Problem details »
Nothing may differ between your reply and the listing that follows.

Data for this task section start

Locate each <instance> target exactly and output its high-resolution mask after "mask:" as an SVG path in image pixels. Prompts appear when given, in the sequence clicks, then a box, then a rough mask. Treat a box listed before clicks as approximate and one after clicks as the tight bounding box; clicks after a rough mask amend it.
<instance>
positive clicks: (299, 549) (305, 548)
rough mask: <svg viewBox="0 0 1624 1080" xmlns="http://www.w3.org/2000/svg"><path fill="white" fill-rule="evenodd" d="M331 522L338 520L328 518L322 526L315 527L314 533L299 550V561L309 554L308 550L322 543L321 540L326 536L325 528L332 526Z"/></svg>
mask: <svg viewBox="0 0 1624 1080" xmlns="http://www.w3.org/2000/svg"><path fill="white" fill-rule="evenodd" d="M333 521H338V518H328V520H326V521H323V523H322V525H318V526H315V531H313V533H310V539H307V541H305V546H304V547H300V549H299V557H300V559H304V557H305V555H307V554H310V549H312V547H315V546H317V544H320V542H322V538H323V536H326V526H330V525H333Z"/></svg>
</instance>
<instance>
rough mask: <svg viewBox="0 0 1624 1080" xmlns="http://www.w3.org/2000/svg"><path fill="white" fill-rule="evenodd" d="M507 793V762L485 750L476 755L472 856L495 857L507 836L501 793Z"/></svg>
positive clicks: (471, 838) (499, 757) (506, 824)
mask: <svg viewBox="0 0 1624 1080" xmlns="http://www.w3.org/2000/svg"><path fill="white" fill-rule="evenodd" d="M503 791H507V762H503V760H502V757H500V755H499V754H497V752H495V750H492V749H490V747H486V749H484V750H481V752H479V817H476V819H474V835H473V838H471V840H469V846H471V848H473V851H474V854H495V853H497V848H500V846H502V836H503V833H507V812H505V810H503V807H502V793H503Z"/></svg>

Data for this task section end

Written solution »
Locate each <instance> target exactly and output its high-resolution mask after "mask:" as an SVG path in image pixels. Prompts appear when given, in the sequence clicks, then a box, then a rough mask. Treat a box listed before clicks as approximate and one after clicks as the tight bounding box; clicks after a rough mask amend it.
<instance>
positive clicks: (299, 549) (305, 548)
rough mask: <svg viewBox="0 0 1624 1080" xmlns="http://www.w3.org/2000/svg"><path fill="white" fill-rule="evenodd" d="M331 522L338 520L328 518L322 526L315 527L314 533L299 550V561L309 554L308 550L322 543L321 540L326 536L325 528L332 526Z"/></svg>
mask: <svg viewBox="0 0 1624 1080" xmlns="http://www.w3.org/2000/svg"><path fill="white" fill-rule="evenodd" d="M333 521H338V518H328V520H326V521H323V523H322V525H318V526H315V531H313V533H310V539H307V541H305V546H304V547H300V549H299V557H300V559H304V557H305V555H307V554H310V549H312V547H315V546H317V544H320V542H322V538H323V536H326V526H330V525H333Z"/></svg>
</instance>
<instance>
rough mask: <svg viewBox="0 0 1624 1080" xmlns="http://www.w3.org/2000/svg"><path fill="white" fill-rule="evenodd" d="M507 793V762L485 750L476 755L472 856L495 857L507 836L501 793Z"/></svg>
positive clicks: (471, 838) (499, 757) (506, 824)
mask: <svg viewBox="0 0 1624 1080" xmlns="http://www.w3.org/2000/svg"><path fill="white" fill-rule="evenodd" d="M503 791H507V762H503V760H502V757H500V755H499V754H497V752H495V750H492V749H490V747H486V749H484V750H481V752H479V817H476V819H474V835H473V838H471V840H469V846H471V848H473V851H474V854H495V853H497V848H500V846H502V836H503V833H507V812H505V810H503V807H502V793H503Z"/></svg>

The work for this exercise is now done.